---- Dataset

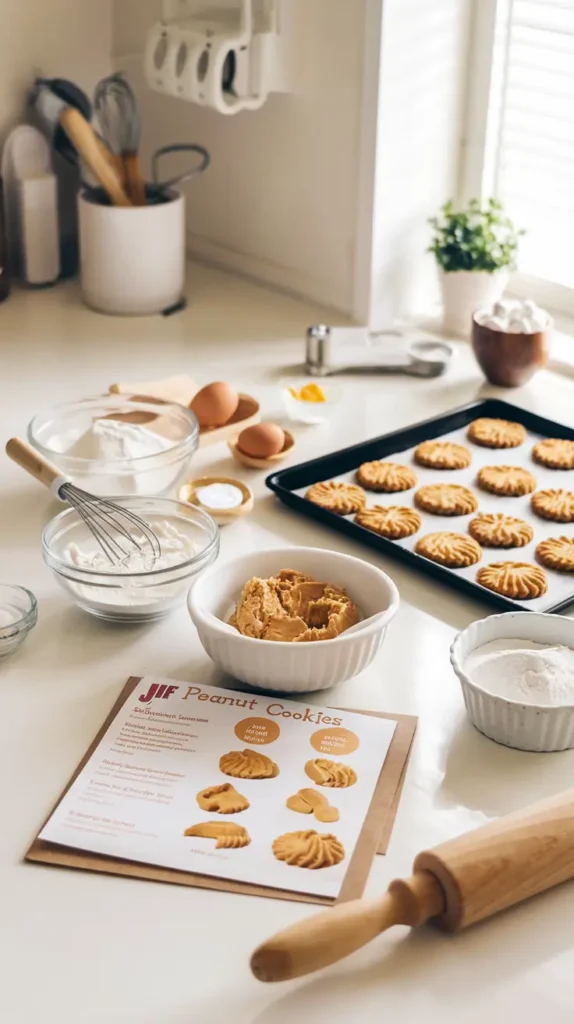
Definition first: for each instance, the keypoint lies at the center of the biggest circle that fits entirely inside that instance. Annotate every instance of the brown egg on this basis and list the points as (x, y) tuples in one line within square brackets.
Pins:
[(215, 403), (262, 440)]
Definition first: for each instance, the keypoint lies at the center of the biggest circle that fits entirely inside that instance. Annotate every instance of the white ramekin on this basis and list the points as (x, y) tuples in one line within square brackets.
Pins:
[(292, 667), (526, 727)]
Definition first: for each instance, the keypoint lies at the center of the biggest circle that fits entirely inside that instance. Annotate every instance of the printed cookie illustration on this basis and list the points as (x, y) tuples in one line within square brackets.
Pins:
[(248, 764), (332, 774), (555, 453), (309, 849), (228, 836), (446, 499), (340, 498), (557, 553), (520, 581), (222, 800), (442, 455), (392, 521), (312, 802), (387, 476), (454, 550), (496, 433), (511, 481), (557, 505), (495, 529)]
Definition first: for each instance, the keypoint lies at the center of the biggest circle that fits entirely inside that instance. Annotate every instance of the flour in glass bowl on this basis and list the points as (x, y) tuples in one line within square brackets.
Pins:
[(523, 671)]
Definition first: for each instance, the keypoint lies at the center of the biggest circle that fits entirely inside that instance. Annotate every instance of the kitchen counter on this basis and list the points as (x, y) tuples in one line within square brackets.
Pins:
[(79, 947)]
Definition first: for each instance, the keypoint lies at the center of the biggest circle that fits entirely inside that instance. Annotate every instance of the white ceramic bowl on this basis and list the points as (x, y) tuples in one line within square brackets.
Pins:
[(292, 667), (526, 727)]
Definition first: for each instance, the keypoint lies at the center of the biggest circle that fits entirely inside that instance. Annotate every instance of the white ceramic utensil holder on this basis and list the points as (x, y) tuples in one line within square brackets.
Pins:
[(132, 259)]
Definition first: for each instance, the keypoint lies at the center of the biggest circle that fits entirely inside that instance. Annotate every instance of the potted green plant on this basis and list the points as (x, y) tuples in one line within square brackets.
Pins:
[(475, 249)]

--------
---- Dataset

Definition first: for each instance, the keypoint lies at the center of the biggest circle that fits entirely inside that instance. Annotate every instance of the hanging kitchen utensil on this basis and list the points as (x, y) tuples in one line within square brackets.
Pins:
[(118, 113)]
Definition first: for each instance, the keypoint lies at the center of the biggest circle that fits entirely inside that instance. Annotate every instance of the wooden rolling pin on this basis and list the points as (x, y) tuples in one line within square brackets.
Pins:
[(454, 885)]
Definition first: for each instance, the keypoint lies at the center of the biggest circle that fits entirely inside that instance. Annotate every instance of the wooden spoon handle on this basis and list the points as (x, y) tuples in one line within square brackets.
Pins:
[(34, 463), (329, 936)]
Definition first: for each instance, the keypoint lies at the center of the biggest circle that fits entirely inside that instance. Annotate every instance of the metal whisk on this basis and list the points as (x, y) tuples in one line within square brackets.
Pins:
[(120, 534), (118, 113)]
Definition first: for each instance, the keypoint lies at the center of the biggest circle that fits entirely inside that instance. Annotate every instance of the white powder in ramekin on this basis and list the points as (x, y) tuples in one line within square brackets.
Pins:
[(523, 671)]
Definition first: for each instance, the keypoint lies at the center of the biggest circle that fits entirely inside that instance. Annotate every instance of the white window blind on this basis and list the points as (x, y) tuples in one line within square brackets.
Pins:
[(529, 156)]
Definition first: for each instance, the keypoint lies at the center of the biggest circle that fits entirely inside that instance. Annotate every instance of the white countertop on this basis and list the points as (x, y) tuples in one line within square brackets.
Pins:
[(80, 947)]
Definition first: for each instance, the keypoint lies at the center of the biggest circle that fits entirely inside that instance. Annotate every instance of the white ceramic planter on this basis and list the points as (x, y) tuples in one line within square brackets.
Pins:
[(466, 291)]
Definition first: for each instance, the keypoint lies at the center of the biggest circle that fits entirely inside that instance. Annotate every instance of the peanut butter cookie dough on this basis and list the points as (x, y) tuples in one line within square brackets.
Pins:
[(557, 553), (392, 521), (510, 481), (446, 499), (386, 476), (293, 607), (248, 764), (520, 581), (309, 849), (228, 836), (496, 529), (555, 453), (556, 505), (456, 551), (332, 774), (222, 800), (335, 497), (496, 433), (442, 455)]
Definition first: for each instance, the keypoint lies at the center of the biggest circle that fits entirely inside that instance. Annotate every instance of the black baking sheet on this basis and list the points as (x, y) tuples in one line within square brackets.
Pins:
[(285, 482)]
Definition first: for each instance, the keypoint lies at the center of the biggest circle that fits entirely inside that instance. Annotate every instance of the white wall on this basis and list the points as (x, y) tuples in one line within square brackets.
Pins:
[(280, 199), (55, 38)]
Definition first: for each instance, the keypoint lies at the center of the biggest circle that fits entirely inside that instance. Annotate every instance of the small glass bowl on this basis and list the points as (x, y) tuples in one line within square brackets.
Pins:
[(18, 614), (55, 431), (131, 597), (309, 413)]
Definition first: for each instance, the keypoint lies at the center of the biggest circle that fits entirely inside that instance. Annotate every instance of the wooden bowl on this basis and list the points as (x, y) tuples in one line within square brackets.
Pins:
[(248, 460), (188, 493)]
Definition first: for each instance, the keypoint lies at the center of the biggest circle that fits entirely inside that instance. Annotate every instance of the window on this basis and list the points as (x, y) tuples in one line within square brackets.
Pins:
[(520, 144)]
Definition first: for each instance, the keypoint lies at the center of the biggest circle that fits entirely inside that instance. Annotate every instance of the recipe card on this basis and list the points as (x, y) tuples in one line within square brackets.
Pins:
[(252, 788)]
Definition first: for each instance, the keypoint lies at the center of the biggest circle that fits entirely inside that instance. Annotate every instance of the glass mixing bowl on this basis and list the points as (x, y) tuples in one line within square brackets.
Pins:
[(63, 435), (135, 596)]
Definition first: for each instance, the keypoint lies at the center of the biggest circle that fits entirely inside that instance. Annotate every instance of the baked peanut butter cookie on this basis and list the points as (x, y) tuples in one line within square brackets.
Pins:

--------
---- Dataset

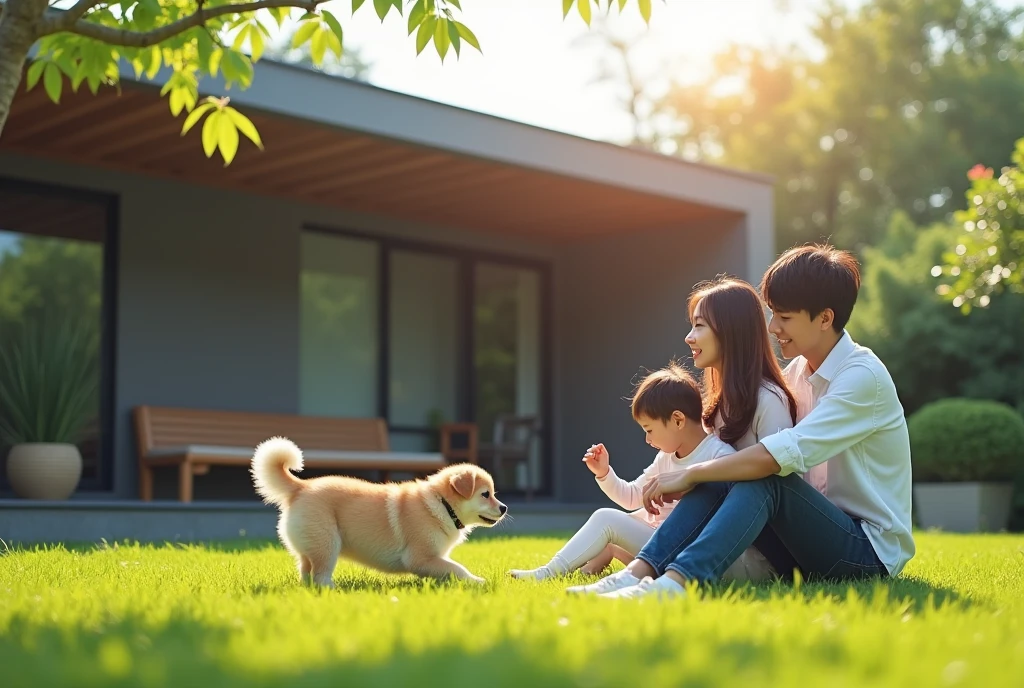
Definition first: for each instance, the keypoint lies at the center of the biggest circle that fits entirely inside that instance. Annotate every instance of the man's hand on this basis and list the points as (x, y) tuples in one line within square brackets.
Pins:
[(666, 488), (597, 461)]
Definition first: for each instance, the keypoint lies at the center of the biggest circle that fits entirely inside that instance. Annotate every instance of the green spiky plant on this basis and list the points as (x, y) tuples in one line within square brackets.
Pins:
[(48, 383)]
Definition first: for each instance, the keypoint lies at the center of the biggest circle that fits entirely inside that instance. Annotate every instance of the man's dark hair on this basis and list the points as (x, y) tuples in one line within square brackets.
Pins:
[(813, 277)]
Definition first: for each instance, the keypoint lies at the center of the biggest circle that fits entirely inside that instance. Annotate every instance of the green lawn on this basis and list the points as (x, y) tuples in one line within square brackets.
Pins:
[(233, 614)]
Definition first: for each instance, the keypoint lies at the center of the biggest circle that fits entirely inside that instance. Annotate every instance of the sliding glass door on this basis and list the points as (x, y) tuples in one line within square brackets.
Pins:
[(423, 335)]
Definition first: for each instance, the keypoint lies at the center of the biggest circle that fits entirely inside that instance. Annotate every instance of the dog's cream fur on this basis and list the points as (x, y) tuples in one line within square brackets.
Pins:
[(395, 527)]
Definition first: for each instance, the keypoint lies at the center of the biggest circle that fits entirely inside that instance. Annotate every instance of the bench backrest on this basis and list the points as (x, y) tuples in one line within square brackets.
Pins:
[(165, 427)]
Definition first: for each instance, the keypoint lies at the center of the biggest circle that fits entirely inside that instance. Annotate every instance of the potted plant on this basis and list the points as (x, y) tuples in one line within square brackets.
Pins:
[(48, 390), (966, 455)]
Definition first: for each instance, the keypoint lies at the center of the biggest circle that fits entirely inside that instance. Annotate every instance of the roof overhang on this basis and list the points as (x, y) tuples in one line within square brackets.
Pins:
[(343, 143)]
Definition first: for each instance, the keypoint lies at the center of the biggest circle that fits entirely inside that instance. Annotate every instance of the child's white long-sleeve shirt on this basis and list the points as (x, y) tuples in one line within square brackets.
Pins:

--------

» **Your task**
Rewrite the records between the line containing "the man's dark" and the line containing "[(343, 143)]", inclusive, with every point coordinate in the answers offset by 97.

» **Reply to the exercise**
Definition first: for each instance, the keypoint lies at the center of the biggest circle that fits entirely inside that instance. Annotate every instance of the man's dark hair on this basis and list the points as (x, y) tuples in one line within square brackets.
Pins:
[(910, 374)]
Definition first: for each instance, the keypoint lies at the center of the biggest circle that fits entirely inside that instance. Annotate every instance of the green lawn on this basis and list the points as (x, y) tuples in one line within square brackets.
Pins:
[(330, 711)]
Definition first: for each instance, the keypoint lies at the center of the biggest circle that fits entirely inside that instance. Annotate every instance of the sliding glass door on this basis and list the points as (x, y) tuples in one line within square brackets.
Pins:
[(520, 432)]
Definition first: for each instance, the keypoint lies at the center of the biggest circle that fits entirely inside that instance. Annotate every instance of the dog's cream fur on this basis and list the points as (x, y) tuples in one line within square brackets.
Pins:
[(492, 624)]
Definition first: for each instance, the keypoint lies at the center of the biggest circle that fits entirely inside that instance. Annotate every instance of the bench backrest on this basis and list the points as (x, y) tuples in one line within square brackets.
Pins:
[(262, 524)]
Definition first: for each instance, the keypoint lies at the center of the biggest circle that fits entirely inside that instance. Annotate every instance of the potted plant on this basis and list the points as (x, y) tuples in one line within square brackets.
Pins:
[(145, 487), (1063, 552)]
Definition first: for each instance, the keypoint lies at the center of the biggest circle that fits entirely inside that instance. Annotate every instance of the roof overhang on this basis and list the points as (x, y) tuples in one line within square brackets.
Pins:
[(440, 240)]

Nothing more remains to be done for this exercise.